EXERCISE OBJECTIVE
The required output is the line that contains "I'm wondering where in this drawing the green stem" plus every line after it in the listing below, copied exactly as it appears.

MATERIAL PROVIDED
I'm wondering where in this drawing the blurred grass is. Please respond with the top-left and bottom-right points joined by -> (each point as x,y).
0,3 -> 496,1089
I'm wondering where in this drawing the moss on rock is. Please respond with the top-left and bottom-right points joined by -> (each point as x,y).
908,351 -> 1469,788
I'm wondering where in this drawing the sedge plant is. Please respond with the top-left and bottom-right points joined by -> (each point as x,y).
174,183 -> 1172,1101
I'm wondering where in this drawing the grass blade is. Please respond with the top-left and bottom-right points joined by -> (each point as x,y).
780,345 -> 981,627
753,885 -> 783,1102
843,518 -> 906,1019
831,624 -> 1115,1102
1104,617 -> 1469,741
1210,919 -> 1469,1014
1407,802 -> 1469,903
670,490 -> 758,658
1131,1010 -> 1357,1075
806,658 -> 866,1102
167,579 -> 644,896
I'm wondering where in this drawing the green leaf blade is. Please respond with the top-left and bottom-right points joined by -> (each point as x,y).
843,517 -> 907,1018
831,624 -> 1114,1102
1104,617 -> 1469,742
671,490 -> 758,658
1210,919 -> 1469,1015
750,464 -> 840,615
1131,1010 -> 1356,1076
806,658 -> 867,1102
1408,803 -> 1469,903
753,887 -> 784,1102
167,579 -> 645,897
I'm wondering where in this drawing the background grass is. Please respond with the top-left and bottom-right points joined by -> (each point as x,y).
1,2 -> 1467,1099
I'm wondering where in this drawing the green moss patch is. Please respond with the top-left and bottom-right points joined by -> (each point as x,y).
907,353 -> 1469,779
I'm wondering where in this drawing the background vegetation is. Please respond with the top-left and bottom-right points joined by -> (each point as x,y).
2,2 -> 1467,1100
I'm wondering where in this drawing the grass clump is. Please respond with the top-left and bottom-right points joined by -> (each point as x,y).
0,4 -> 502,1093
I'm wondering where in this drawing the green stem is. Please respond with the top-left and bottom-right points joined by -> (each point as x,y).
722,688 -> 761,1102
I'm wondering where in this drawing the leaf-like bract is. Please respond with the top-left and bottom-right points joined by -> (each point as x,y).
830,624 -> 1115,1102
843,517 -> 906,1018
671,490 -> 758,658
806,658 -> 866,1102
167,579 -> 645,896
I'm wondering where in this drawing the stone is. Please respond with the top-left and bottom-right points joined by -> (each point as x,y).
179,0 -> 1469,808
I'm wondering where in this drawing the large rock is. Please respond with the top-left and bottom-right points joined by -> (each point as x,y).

ANSWER TO THIS PROBLEM
I'm wondering where in this drawing the green stem is. Please respond with the top-left and bottom-right points joined by -> (each point as x,y).
722,688 -> 761,1102
I'm wondering where in this drawing the leaf-like bract is. Please respond with the top-left and bottom-right points joined by -> (each point as x,y).
830,624 -> 1115,1102
843,517 -> 906,1018
671,490 -> 758,658
806,658 -> 866,1102
167,579 -> 645,896
I'm wondering where in this drawing the stone is. Please respond with the top-left and bottom-right points joined by -> (each point as x,y).
179,0 -> 1469,808
I'm wondering where in this drawing the large rock is. Please respond with the top-left and bottom-right points joined by -> (each point as x,y).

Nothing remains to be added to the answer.